++++ Supplied information

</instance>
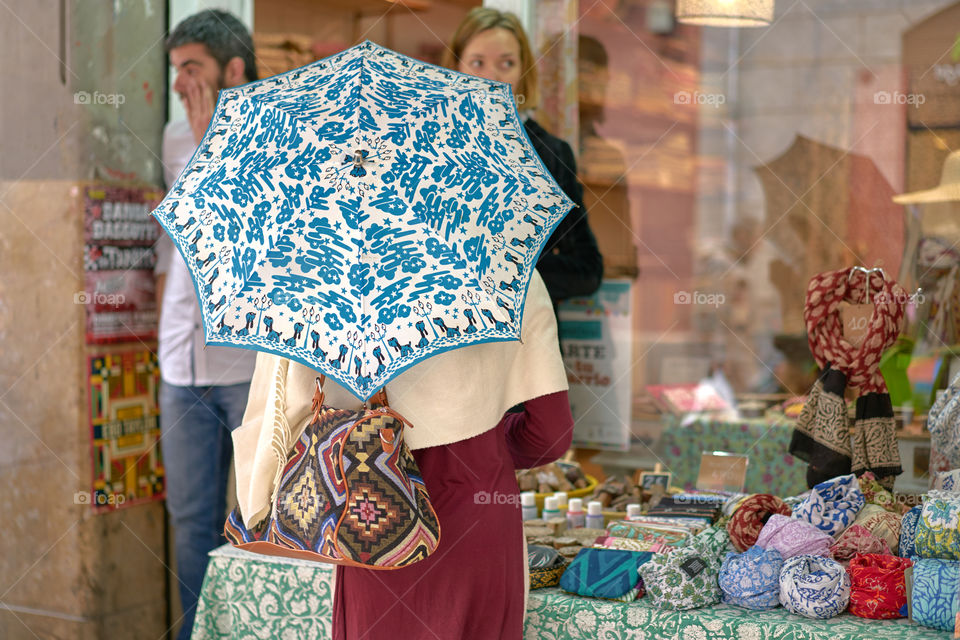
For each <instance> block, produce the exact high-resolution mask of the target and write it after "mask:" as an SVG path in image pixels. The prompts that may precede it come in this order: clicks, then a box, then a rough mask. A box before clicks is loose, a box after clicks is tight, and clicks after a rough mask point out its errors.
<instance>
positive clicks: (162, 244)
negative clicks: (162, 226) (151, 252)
mask: <svg viewBox="0 0 960 640" xmlns="http://www.w3.org/2000/svg"><path fill="white" fill-rule="evenodd" d="M153 250H154V251H155V252H156V254H157V263H156V264H155V265H154V267H153V275H154V276H163V275H166V274H167V271H169V270H170V261H171V260H172V259H173V252H174V251H176V248H175V247H174V246H173V240H171V239H170V236H168V235H167V234H166V232H163V231H161V233H160V237H159V238H157V241H156V243H154V245H153Z"/></svg>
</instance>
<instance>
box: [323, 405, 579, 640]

++++++++

Task –
Proceeding from the line containing "For each <instance>" through the line containing "positive clicks: (162, 244)", transcribe the lines above exactly, both end lines included.

Task answer –
For each <instance> block, produce the exact high-resolution mask of the target and write it after "mask:" as an SVG path in image pixels. The prompts that may precede it come in this order: clicks, then a box, then a rough mask. A box before clicks is loose, a box after clicks is tight, and clicks after a rough mask point out its errors.
<instance>
positive clicks: (162, 244)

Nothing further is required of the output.